Set exercise 1 »
Echo part of the surprise party thread word for word, beginning at the words "For once in" and stopping after "worked out great.".

# All of my family and freinds threw my a surprise party



## missgymnast91 (Jan 15, 2009)

*All of my family and friends threw me a surprise party*

So on thursday I will be 18 years old and after work today my best friend said she and I would go to the gym (gymnastics gym) and practice. Well as soon as I walked inside all I see was a bunch of people jump out and yell "SURPRISE." 
Never in a million years would I of thought that I would ever have a suprise party thrown for me. I've never even had a regular birthday party before. Most of the time it's just me and my mom having a home cooked dinner and homemade cake. 
For once in my life, it was all about me. I was the center of attention. It felt good just being with the people I love. The people who care about me. For once there was no nerves, no anxiety. I could be myself. That felt great.
Even though none of them are on here I just wanted to say,
Thank You <3


----------



## Dempsey (Jun 27, 2009)

Haha, nice! They can be hard to organize so I'm glad it worked out great.


----------



## jellybelly (May 10, 2009)

Aw that's really great!


----------



## mind_games (Nov 30, 2008)

I'm happy for ya  And glad to hear you were so relaxed and anxiety free during it too.


----------



## bbarn (Dec 22, 2007)

That's a great story, you really enjoyed your party without the feelings of anxiety when the party threw you off guard, good job!


----------

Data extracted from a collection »

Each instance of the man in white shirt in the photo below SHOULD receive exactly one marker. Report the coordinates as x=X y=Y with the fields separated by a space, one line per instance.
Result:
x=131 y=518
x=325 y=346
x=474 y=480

Set exercise 2 »
Reproduce every line of the records above, requests included, and offset each coordinate in the answers by -51.

Final result 1 »
For once in my life, it was all about me. I was the center of attention. It felt good just being with the people I love. The people who care about me. For once there was no nerves, no anxiety. I could be myself. That felt great.
Even though none of them are on here I just wanted to say,
Thank You <3


----------



## Dempsey (Jun 27, 2009)

Haha, nice! They can be hard to organize so I'm glad it worked out great.

Final result 2 »
Each instance of the man in white shirt in the photo below SHOULD receive exactly one marker. Report the coordinates as x=X y=Y with the fields separated by a space, one line per instance.
Result:
x=80 y=467
x=274 y=295
x=423 y=429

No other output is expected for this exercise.